YOUR GOAL:
Please retype all of the data below, word for word.

Referring expression pointing data
○ ○ ○ ○ ○ ○ ○
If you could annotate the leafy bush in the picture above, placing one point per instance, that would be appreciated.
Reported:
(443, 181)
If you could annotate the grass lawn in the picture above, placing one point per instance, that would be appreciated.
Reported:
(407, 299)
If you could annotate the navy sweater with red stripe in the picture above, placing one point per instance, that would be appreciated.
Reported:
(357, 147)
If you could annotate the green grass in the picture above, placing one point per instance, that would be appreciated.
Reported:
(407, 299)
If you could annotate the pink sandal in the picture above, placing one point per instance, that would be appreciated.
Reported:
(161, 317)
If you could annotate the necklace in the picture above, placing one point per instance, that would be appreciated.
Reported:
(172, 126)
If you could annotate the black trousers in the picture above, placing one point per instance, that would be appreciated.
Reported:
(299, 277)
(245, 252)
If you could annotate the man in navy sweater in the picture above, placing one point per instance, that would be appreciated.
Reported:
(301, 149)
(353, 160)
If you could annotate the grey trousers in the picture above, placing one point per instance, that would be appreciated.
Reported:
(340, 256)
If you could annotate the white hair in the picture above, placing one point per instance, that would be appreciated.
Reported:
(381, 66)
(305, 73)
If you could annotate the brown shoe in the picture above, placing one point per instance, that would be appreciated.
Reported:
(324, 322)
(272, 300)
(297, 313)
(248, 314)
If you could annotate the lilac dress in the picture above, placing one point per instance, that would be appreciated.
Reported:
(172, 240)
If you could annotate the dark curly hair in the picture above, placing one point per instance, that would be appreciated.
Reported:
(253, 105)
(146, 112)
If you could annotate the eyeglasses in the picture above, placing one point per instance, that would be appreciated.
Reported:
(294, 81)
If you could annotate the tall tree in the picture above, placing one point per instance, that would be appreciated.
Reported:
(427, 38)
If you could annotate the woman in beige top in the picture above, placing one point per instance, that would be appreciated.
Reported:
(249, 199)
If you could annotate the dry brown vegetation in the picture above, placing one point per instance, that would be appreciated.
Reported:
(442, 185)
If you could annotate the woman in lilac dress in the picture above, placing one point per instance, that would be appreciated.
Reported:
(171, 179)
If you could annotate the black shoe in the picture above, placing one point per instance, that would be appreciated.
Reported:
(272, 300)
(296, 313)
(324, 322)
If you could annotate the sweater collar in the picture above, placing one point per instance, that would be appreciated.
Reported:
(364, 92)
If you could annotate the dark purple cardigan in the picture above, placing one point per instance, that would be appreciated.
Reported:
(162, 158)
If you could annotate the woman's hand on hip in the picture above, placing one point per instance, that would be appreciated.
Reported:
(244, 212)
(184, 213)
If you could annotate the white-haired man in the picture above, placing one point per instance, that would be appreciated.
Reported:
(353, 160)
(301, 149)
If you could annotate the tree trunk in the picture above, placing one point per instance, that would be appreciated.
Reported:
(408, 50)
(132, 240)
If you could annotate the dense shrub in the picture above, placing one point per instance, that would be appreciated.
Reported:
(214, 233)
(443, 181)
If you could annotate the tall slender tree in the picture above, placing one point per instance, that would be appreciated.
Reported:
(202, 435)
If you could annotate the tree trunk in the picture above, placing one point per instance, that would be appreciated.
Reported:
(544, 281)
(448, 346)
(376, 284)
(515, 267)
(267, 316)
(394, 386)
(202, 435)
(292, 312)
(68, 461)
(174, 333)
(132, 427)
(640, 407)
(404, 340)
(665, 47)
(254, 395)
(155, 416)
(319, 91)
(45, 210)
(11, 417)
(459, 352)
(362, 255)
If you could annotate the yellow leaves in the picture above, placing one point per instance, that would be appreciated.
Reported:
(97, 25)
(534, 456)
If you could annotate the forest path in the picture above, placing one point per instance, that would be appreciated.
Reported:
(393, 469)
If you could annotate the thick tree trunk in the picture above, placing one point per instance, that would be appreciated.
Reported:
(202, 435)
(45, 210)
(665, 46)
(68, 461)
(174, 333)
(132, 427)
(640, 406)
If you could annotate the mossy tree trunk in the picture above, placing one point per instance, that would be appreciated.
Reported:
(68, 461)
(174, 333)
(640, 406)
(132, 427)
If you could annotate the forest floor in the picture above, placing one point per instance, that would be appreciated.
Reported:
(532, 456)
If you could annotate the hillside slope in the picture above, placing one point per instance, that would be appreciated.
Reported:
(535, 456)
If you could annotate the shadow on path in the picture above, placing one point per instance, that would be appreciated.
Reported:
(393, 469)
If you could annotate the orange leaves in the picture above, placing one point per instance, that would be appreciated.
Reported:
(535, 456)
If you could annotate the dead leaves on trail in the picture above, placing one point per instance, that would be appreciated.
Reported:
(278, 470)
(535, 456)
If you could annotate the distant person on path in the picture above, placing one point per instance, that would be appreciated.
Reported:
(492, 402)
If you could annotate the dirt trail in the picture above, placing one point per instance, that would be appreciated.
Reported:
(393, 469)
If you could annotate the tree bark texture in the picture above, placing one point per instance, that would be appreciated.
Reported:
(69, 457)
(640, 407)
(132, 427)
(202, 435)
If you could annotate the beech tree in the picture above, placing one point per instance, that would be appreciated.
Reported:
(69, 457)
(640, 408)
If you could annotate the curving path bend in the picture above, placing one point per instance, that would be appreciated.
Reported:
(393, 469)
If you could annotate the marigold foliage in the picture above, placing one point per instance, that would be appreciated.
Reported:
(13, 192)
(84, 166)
○ ○ ○ ○ ○ ○ ○
ANSWER SECTION:
If you could annotate the leafy bush in the picture above, placing one point per instance, that would be appreciated.
Reported:
(443, 181)
If you could annotate the grass lawn in the picture above, placing one point per instance, that would be appreciated.
Reported:
(407, 299)
If you could annotate the navy sweater with red stripe in the picture above, placing one point per instance, that would be appreciated.
Reported:
(357, 147)
If you could annotate the green grass in the picture above, placing one point per instance, that would be appreciated.
Reported:
(407, 299)
If you could annotate the pink sandal in the picture above, placing one point per instance, that would be appreciated.
Reported:
(161, 317)
If you could annotate the necklace in the picture above, placing one point per instance, that would be appreciated.
Reported:
(172, 126)
If you could annotate the black trousers in the picture above, placing one point per instance, that would be appreciated.
Reported:
(299, 277)
(245, 252)
If you could annotate the man in navy sweater in the picture above, placing one point per instance, that would be appreciated.
Reported:
(301, 149)
(353, 160)
If you could annotate the grey trousers in the picture above, placing one point per instance, that would be appreciated.
Reported:
(340, 256)
If you could annotate the white hair in the picture above, placing one point per instance, that would be appreciated.
Reported:
(381, 66)
(305, 73)
If you could annotate the brown shoe in the picture above, placing one point per instance, that would be appreciated.
Reported:
(324, 322)
(272, 300)
(297, 313)
(248, 314)
If you could annotate the lilac dress in the picture above, placing one point per instance, that would be appreciated.
Reported:
(172, 240)
If you could annotate the dark curly hair in the picture above, placing one point per instance, that would be appreciated.
Reported:
(253, 105)
(146, 112)
If you could annotate the eyeglasses in the picture above, placing one point per instance, that would be appreciated.
Reported:
(294, 81)
If you could annotate the tall tree in the picture above, placing one point per instance, that would be appreciated.
Reported:
(427, 38)
If you could annotate the woman in beige top in the picture above, placing one point per instance, that would be appreciated.
Reported:
(249, 199)
If you could annotate the dry brown vegetation in the picture above, placing one point per instance, that would be appreciated.
Reported:
(442, 185)
If you could annotate the woman in lilac dress in the picture above, placing one point per instance, that would be appreciated.
Reported:
(171, 179)
If you could annotate the black shoe in the picture above, placing one point per instance, that would be appreciated.
Reported:
(272, 300)
(296, 313)
(324, 322)
If you could annotate the sweater collar in the picture above, placing one point per instance, that would be appreciated.
Reported:
(364, 92)
If you could annotate the dark purple cardigan in the picture above, placing one point per instance, that would be appreciated.
Reported:
(162, 158)
If you could annotate the woman's hand on hip in the picture above, placing one point per instance, that would be appreciated.
Reported:
(244, 212)
(184, 213)
If you could annotate the white-haired man in the picture above, placing one point per instance, that would be appreciated.
Reported:
(353, 160)
(301, 149)
If you could annotate the tree trunk in the picture above, placing one point per instance, that would be appreciated.
Reported:
(408, 50)
(132, 240)
If you could annotate the dense shrub in the picture above, placing one point per instance, that would be appreciated.
Reported:
(214, 233)
(443, 181)
If you could annotate the tall slender tree in the picture above, placing one point per instance, that would be appreciated.
Reported:
(202, 435)
If you could annotate the tree trunk in the picture above, placing one point per instance, that would be appreciated.
Reported:
(544, 281)
(448, 346)
(376, 284)
(515, 267)
(267, 316)
(394, 386)
(202, 435)
(292, 312)
(68, 461)
(174, 333)
(132, 427)
(640, 407)
(404, 340)
(665, 47)
(254, 395)
(155, 416)
(319, 91)
(45, 210)
(11, 417)
(459, 352)
(362, 255)
If you could annotate the yellow leaves in the picture above, placing one point per instance, that would be appreciated.
Reported:
(97, 25)
(534, 456)
If you could annotate the forest path in the picture above, placing one point per instance, that would be appreciated.
Reported:
(393, 469)
If you could annotate the thick tree trunk in the picture above, placing one point per instance, that would be appreciated.
Reported:
(202, 435)
(45, 210)
(665, 46)
(68, 461)
(174, 333)
(132, 427)
(640, 406)
If you could annotate the mossy tree trunk in the picture above, placing one point per instance, that would be appreciated.
Reported:
(68, 461)
(174, 333)
(640, 406)
(132, 427)
If you could annotate the forest floor in the picture above, placing one point per instance, that would be appreciated.
Reported:
(532, 456)
If you could annotate the hillside slope in the picture above, placing one point per instance, that would be appreciated.
Reported:
(535, 456)
If you could annotate the shadow on path in the picture above, placing one point per instance, that would be appreciated.
Reported:
(393, 469)
If you could annotate the orange leaves in the picture above, placing one point per instance, that would be appreciated.
Reported:
(535, 456)
If you could annotate the dead leaves on trail in the picture above, placing one point per instance, that would be appreciated.
Reported:
(278, 470)
(535, 456)
If you could annotate the distant person on path in the picture above, placing one point per instance, that would be appreciated.
Reported:
(492, 402)
If you could annotate the dirt trail in the picture above, placing one point per instance, that would be appreciated.
Reported:
(393, 469)
If you could annotate the tree bark texture in the picture above, placing one point per instance, that would be appreciated.
Reported:
(69, 457)
(640, 407)
(132, 427)
(202, 435)
If you could annotate the beech tree in the picture above, placing one point per instance, that would be appreciated.
Reported:
(69, 457)
(640, 408)
If you could annotate the curving path bend in the picture above, placing one point per instance, that would be appreciated.
Reported:
(393, 469)
If you could annotate the marigold foliage in the picture above, placing one point per instance, that would be appreciated.
Reported:
(13, 192)
(84, 166)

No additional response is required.